Update the data from the line containing "step, one line per instance." through the end of the data, replacing "brick arch" with "stone archway" and leaving everything else unchanged.

** BEGIN Available records **

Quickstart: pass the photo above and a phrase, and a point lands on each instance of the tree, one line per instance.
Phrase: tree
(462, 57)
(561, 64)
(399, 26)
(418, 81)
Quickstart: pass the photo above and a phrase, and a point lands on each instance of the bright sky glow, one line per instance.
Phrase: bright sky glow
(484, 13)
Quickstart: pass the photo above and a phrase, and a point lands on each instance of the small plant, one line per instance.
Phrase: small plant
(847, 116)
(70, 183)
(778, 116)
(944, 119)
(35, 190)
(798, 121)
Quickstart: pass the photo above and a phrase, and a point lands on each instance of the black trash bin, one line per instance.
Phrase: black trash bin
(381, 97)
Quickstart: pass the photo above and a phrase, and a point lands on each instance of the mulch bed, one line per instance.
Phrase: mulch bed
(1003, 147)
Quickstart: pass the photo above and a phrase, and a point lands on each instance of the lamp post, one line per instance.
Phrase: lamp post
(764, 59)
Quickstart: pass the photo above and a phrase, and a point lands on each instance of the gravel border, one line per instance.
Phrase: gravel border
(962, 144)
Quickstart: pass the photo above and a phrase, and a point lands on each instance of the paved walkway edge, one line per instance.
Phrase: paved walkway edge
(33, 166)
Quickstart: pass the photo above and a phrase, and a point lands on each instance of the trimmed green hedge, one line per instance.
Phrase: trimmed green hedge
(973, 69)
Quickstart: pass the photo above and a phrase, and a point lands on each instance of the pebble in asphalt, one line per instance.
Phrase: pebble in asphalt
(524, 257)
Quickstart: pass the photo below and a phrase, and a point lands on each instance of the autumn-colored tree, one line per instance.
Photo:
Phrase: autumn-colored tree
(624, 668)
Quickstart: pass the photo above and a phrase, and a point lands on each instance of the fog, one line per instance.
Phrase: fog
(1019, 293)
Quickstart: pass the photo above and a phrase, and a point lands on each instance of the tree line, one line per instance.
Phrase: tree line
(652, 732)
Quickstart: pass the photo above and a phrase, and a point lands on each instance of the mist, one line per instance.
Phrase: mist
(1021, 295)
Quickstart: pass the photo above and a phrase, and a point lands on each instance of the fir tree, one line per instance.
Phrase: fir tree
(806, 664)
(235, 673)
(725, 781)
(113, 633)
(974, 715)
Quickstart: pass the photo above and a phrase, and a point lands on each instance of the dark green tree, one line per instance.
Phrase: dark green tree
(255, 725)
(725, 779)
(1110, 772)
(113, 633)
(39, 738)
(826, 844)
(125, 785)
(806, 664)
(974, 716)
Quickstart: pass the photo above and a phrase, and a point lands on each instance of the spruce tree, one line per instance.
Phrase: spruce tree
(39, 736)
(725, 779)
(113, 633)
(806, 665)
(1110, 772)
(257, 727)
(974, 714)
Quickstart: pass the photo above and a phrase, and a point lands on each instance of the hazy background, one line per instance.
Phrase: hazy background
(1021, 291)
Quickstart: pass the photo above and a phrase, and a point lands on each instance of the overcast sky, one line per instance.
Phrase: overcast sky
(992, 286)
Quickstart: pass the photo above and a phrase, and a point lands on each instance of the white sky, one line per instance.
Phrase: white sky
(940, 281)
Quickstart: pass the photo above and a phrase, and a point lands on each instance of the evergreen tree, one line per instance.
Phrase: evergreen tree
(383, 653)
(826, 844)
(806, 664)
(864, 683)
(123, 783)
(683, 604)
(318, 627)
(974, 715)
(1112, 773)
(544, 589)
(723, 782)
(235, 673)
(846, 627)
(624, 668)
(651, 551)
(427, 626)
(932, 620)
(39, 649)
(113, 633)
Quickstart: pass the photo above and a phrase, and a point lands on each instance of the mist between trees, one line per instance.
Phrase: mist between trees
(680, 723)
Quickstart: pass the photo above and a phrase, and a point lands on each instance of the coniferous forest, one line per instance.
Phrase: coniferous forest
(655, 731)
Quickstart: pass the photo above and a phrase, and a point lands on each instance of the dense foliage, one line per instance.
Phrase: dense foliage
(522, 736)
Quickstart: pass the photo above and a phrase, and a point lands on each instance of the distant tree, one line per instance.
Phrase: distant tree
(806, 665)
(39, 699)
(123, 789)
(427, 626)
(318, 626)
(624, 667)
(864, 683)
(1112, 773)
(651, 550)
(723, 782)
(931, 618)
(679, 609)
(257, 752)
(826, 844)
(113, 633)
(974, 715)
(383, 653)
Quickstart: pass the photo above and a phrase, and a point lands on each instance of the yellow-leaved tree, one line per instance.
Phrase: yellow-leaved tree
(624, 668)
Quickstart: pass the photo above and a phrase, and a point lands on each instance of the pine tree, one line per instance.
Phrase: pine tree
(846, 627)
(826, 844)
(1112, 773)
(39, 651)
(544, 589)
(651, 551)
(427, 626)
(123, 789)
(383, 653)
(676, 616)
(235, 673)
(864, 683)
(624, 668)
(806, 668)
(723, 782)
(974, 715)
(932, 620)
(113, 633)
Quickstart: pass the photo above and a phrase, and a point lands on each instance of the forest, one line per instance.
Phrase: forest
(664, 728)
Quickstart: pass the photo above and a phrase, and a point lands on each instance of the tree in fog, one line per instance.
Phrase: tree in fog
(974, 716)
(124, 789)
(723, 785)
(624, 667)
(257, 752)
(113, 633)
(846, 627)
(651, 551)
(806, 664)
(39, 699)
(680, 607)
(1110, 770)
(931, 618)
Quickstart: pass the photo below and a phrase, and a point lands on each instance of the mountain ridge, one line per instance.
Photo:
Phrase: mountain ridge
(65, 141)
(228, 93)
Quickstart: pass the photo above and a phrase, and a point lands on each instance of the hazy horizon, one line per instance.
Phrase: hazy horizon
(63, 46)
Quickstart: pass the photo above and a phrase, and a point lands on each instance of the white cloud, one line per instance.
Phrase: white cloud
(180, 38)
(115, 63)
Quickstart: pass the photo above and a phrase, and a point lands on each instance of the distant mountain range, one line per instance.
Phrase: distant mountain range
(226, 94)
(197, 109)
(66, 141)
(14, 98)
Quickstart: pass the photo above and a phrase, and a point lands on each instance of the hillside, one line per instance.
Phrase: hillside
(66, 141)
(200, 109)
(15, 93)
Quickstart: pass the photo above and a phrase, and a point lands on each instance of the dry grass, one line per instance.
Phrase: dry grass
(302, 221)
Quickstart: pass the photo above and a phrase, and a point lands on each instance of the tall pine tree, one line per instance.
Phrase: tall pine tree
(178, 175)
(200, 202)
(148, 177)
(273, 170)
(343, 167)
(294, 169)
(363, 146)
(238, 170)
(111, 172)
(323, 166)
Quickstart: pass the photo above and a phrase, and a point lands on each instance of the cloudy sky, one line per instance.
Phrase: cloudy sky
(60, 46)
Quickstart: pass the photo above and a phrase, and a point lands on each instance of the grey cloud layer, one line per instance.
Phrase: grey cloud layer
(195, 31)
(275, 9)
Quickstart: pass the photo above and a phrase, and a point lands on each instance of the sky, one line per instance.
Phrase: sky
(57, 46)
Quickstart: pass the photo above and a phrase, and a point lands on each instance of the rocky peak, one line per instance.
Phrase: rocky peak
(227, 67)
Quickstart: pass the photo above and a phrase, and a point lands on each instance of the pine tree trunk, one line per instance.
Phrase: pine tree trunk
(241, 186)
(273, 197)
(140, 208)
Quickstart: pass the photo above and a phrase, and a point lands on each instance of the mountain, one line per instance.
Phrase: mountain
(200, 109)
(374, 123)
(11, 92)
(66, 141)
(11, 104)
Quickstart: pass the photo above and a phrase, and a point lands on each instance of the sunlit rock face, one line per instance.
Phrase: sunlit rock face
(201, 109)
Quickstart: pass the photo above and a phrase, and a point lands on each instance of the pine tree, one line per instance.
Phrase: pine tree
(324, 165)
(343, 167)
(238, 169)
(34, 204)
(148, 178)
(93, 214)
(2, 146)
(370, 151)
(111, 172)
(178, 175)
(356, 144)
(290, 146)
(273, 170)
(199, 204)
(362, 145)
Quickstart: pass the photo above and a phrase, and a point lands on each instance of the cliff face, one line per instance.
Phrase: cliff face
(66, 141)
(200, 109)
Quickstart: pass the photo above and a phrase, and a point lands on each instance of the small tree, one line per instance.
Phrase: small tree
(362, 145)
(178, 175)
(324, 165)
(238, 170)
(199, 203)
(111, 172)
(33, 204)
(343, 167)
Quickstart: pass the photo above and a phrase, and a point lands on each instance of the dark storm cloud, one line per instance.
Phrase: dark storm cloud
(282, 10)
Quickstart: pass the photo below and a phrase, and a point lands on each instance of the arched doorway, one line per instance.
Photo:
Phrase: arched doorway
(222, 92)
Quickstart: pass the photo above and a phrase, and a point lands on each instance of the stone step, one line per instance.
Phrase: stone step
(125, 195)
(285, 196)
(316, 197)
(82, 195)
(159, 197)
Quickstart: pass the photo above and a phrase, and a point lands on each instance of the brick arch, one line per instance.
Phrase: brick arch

** END Available records **

> Response to this task:
Quickstart: pass the photo above and a phrase, and a point lands on each instance of the stone step, one line per instance.
Phrase: stone step
(125, 195)
(285, 196)
(316, 197)
(82, 195)
(159, 197)
Quickstart: pass the photo above and a phrase, and a point lands on each instance of the stone archway, one line per instance.
Phrase: stone archway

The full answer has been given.